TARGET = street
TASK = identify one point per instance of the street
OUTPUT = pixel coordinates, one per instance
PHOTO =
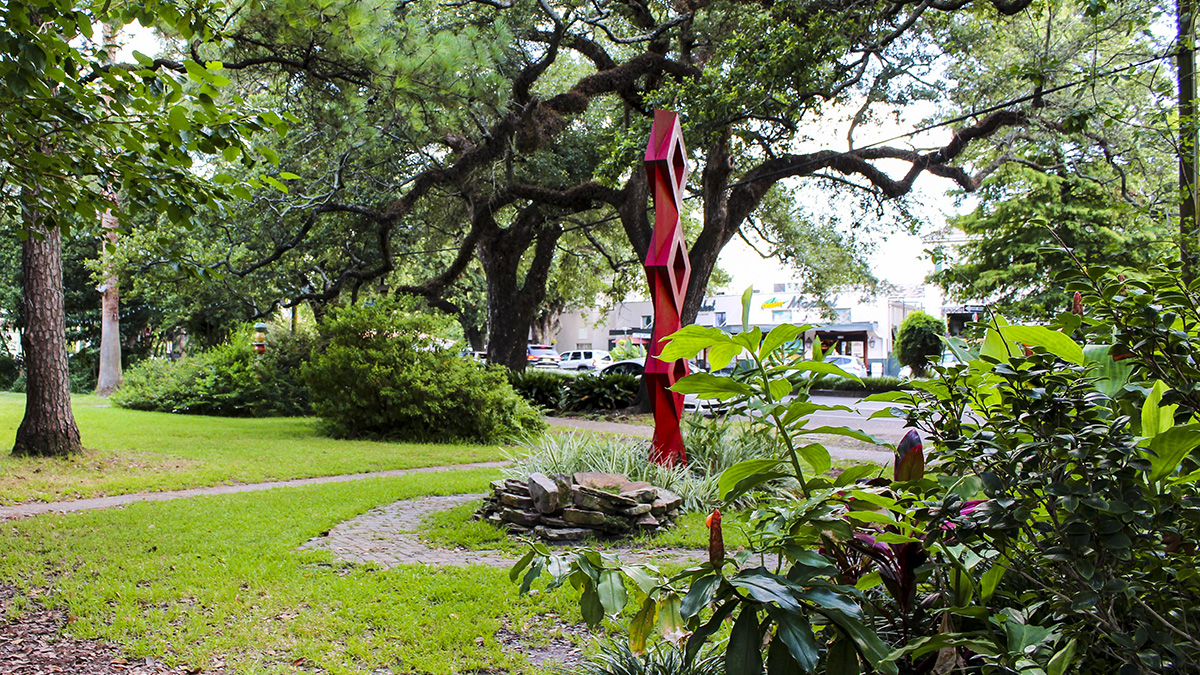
(887, 429)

WORK TO COMPLETE |
The lines to copy run from the line containing "TASK = identify" through the end of the data above; copy exactly those, minus the pictures.

SOLUTION TO THIS EXERCISE |
TASK = identify one point per instance of the street
OUTPUT = pixel coordinates, one per instance
PHOTO =
(887, 429)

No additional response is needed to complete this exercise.